• **What needs to be done**
Repeat this text about converting NGS benchmark data to GPX word for word.

• **Document text**
***

Before the trip I hacked together a conversion program from NGS to GPX/XML as I very much liked the preserved layout of the reference mark table from the old C program and liked the logs of the NGS>GPX program, further, I added the ability to take an entire state archive (California has about 66,000) and pick out stations from a rectangle (also telling me how many it extracted and converted, which is helpful when managing the limitation of 5,000 geocaches in my unit.) At some point I'll revisit it as I wish to pick out stations from a point with a radius I choose. It isn't beautiful, but it works :)

 

If you have GSAK, you could use that and NGS>GPX to make a sortable database that you can filter any way you want to get however many benchmarks you want to hunt. Also, if those GPS units are Garmins, it's possible that you might be able to use GSAK and macros to load a lot more benchmarks onto a GPS as Points of Interest. (I know I was able previously to load all the benchmarks for my state onto a Garmin Nuvi.)

***

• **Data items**
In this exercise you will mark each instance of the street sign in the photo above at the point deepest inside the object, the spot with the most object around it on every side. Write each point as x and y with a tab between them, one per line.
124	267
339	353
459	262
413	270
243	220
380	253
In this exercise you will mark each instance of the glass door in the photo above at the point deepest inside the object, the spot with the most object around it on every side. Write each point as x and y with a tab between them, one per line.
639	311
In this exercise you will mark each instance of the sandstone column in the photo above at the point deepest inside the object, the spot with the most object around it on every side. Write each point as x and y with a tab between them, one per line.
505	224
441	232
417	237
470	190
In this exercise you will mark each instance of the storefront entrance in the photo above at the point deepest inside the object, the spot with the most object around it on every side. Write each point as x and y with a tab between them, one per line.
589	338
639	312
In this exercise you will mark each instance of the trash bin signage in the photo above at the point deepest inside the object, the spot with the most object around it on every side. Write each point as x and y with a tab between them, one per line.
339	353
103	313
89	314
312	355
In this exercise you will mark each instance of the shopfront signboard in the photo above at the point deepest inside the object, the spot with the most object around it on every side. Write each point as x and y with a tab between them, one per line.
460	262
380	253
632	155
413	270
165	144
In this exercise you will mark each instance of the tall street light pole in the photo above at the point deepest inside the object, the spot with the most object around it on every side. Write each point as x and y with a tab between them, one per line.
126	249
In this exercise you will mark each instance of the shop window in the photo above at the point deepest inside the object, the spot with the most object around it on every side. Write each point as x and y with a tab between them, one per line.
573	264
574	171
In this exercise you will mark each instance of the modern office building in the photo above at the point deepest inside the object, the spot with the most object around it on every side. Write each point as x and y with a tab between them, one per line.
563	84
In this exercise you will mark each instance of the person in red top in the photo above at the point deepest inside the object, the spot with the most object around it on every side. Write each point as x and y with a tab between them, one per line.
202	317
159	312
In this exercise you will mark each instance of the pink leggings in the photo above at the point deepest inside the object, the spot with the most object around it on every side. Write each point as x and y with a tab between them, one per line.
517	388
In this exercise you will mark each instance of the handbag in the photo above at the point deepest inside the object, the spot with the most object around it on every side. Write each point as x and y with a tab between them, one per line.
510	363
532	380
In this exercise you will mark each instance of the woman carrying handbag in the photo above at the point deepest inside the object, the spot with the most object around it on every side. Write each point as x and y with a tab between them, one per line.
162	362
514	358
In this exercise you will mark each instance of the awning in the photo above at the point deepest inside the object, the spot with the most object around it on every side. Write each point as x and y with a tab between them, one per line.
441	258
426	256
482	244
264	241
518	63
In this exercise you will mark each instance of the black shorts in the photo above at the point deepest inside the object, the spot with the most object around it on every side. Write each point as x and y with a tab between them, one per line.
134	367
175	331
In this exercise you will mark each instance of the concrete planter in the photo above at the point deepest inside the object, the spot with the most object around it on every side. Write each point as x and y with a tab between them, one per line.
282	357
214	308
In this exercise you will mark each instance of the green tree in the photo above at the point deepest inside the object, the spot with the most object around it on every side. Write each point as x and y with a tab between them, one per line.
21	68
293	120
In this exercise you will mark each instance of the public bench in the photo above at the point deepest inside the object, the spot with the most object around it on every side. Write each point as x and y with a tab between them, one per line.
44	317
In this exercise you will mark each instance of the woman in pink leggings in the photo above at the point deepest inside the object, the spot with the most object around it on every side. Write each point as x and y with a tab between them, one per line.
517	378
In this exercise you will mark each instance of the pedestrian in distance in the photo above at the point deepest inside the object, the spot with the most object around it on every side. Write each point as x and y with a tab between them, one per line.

***

• **Solution**
Before the trip I hacked together a conversion program from NGS to GPX/XML as I very much liked the preserved layout of the reference mark table from the old C program and liked the logs of the NGS>GPX program, further, I added the ability to take an entire state archive (California has about 66,000) and pick out stations from a rectangle (also telling me how many it extracted and converted, which is helpful when managing the limitation of 5,000 geocaches in my unit.) At some point I'll revisit it as I wish to pick out stations from a point with a radius I choose. It isn't beautiful, but it works :)

 

If you have GSAK, you could use that and NGS>GPX to make a sortable database that you can filter any way you want to get however many benchmarks you want to hunt. Also, if those GPS units are Garmins, it's possible that you might be able to use GSAK and macros to load a lot more benchmarks onto a GPS as Points of Interest. (I know I was able previously to load all the benchmarks for my state onto a Garmin Nuvi.)